• Goal of the exercise: The entries below need to be transcribed exactly, without their images.

** Opening Information supplied block **

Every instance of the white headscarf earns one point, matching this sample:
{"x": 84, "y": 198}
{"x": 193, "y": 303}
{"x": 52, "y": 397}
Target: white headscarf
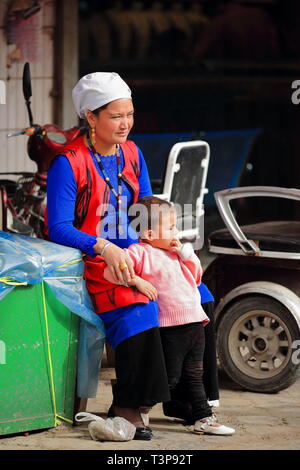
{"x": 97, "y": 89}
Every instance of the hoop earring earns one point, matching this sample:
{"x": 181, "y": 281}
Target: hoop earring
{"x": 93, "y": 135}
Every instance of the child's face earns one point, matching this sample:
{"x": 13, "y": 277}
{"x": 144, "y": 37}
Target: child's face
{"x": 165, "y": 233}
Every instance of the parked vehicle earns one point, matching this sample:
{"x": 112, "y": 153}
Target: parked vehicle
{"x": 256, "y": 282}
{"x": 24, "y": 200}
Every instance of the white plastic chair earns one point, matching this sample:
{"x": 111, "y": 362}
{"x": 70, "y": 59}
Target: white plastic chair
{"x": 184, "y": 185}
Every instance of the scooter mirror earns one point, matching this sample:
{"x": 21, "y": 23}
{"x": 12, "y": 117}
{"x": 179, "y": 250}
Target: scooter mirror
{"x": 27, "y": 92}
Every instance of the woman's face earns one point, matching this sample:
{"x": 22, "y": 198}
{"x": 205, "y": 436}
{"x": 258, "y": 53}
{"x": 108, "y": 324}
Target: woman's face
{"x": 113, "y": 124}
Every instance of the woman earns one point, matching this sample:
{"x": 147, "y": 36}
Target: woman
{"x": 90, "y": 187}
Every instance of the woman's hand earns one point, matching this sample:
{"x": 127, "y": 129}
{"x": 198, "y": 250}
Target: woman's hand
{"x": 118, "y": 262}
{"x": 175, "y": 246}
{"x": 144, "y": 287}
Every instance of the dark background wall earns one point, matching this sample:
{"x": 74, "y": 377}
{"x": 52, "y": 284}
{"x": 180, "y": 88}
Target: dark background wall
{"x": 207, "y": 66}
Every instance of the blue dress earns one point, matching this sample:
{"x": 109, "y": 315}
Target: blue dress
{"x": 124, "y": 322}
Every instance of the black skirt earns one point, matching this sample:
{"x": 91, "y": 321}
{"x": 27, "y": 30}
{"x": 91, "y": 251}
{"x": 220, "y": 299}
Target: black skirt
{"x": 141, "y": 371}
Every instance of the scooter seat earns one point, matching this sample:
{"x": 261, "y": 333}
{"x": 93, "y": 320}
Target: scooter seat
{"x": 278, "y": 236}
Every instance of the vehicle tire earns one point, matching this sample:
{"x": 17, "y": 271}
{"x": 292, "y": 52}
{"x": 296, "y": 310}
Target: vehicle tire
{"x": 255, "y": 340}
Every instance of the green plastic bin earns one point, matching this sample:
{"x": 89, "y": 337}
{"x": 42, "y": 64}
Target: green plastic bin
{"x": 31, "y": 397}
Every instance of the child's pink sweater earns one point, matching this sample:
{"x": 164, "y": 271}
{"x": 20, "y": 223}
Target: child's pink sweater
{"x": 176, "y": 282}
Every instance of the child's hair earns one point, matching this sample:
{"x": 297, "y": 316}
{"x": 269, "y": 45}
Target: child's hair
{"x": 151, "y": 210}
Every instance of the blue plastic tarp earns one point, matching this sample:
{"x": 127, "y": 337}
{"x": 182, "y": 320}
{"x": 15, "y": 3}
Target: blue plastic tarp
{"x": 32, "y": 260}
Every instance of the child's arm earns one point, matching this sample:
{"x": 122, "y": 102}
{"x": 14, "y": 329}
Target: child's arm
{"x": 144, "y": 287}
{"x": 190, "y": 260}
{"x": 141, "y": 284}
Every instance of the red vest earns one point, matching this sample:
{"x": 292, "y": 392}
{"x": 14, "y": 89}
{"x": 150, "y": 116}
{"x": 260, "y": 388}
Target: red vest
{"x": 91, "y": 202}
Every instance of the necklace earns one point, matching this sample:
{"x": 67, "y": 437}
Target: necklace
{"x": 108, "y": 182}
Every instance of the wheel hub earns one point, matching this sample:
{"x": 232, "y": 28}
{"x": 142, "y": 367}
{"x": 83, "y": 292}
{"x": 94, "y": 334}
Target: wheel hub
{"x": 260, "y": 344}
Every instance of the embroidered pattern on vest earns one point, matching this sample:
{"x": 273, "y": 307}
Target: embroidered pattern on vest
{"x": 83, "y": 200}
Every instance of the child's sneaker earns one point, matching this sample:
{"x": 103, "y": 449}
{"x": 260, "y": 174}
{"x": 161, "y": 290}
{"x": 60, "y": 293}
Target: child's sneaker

** Closing Information supplied block **

• Response:
Every instance of the white headscarf earns one point, matching this sample:
{"x": 84, "y": 198}
{"x": 193, "y": 303}
{"x": 52, "y": 397}
Target: white headscarf
{"x": 97, "y": 89}
Every instance of the hoop earring earns one point, matching this sample:
{"x": 181, "y": 281}
Target: hoop earring
{"x": 93, "y": 135}
Every instance of the child's face earns one point, matching this sample:
{"x": 13, "y": 277}
{"x": 144, "y": 37}
Target: child's face
{"x": 165, "y": 233}
Every instance of the parked vehicle earns one point, matching this sample:
{"x": 112, "y": 153}
Target: parked vehicle
{"x": 256, "y": 282}
{"x": 24, "y": 200}
Every instance of the white plastic chair earns one point, matching this sample:
{"x": 111, "y": 362}
{"x": 70, "y": 59}
Target: white plastic chair
{"x": 184, "y": 185}
Every instance of the scooter mirror earns one point, matching this sample:
{"x": 21, "y": 23}
{"x": 12, "y": 117}
{"x": 179, "y": 250}
Target: scooter mirror
{"x": 27, "y": 92}
Every instance of the woman's face earns one point, matching this sample:
{"x": 22, "y": 198}
{"x": 205, "y": 436}
{"x": 258, "y": 53}
{"x": 108, "y": 324}
Target: woman's face
{"x": 113, "y": 124}
Every instance of the woman earns one point, matching this sample:
{"x": 147, "y": 36}
Target: woman
{"x": 90, "y": 187}
Every instance of the woman's hand earns one point, matching this sample:
{"x": 127, "y": 129}
{"x": 198, "y": 250}
Target: woman's hand
{"x": 118, "y": 262}
{"x": 175, "y": 246}
{"x": 144, "y": 287}
Every instance of the dark background wall earns one point, matching this sample:
{"x": 74, "y": 377}
{"x": 52, "y": 284}
{"x": 180, "y": 88}
Target: dark background wall
{"x": 207, "y": 66}
Every instance of the blue dress earns one point, matching this sample:
{"x": 109, "y": 315}
Target: blue dress
{"x": 124, "y": 322}
Every instance of the black skirt earns one point, matching this sample:
{"x": 91, "y": 321}
{"x": 27, "y": 30}
{"x": 91, "y": 251}
{"x": 220, "y": 299}
Target: black skirt
{"x": 141, "y": 371}
Every instance of the scooter seat earns one point, matching this sample:
{"x": 261, "y": 333}
{"x": 93, "y": 320}
Target: scooter seat
{"x": 278, "y": 236}
Every instance of the vehicle tire earns one point, matching this sample:
{"x": 17, "y": 271}
{"x": 292, "y": 52}
{"x": 296, "y": 310}
Target: vehicle tire
{"x": 255, "y": 340}
Every instance of the green plastic bin earns one point, matching this sample:
{"x": 89, "y": 337}
{"x": 42, "y": 64}
Target: green plastic bin
{"x": 31, "y": 397}
Every instance of the child's pink sweater earns one point, matching this sample:
{"x": 164, "y": 271}
{"x": 20, "y": 223}
Target: child's pink sweater
{"x": 176, "y": 282}
Every instance of the child's hair earns one point, matching this sample:
{"x": 297, "y": 316}
{"x": 269, "y": 45}
Target: child's hair
{"x": 151, "y": 210}
Every instance of the blue plastic tarp earns one point, matching this sample:
{"x": 127, "y": 337}
{"x": 182, "y": 320}
{"x": 15, "y": 3}
Target: blue plastic tarp
{"x": 32, "y": 260}
Every instance of the child's arm earns one point, matching this sample:
{"x": 122, "y": 102}
{"x": 14, "y": 329}
Target: child's arm
{"x": 144, "y": 287}
{"x": 190, "y": 260}
{"x": 141, "y": 284}
Every instance of the red vest earns one point, matching this sample:
{"x": 292, "y": 392}
{"x": 14, "y": 89}
{"x": 150, "y": 116}
{"x": 260, "y": 388}
Target: red vest
{"x": 91, "y": 202}
Every instance of the necklace earns one point, matching this sample:
{"x": 67, "y": 437}
Target: necklace
{"x": 108, "y": 182}
Every instance of the wheel hub earns one point, matching this sample:
{"x": 232, "y": 28}
{"x": 142, "y": 367}
{"x": 83, "y": 292}
{"x": 94, "y": 334}
Target: wheel hub
{"x": 260, "y": 344}
Every instance of the embroidered pattern on vest earns one point, matching this sample:
{"x": 273, "y": 307}
Target: embroidered pattern on vest
{"x": 83, "y": 200}
Every instance of the child's sneaker earns one point, matching this sample:
{"x": 103, "y": 449}
{"x": 260, "y": 174}
{"x": 161, "y": 290}
{"x": 60, "y": 293}
Target: child's sneaker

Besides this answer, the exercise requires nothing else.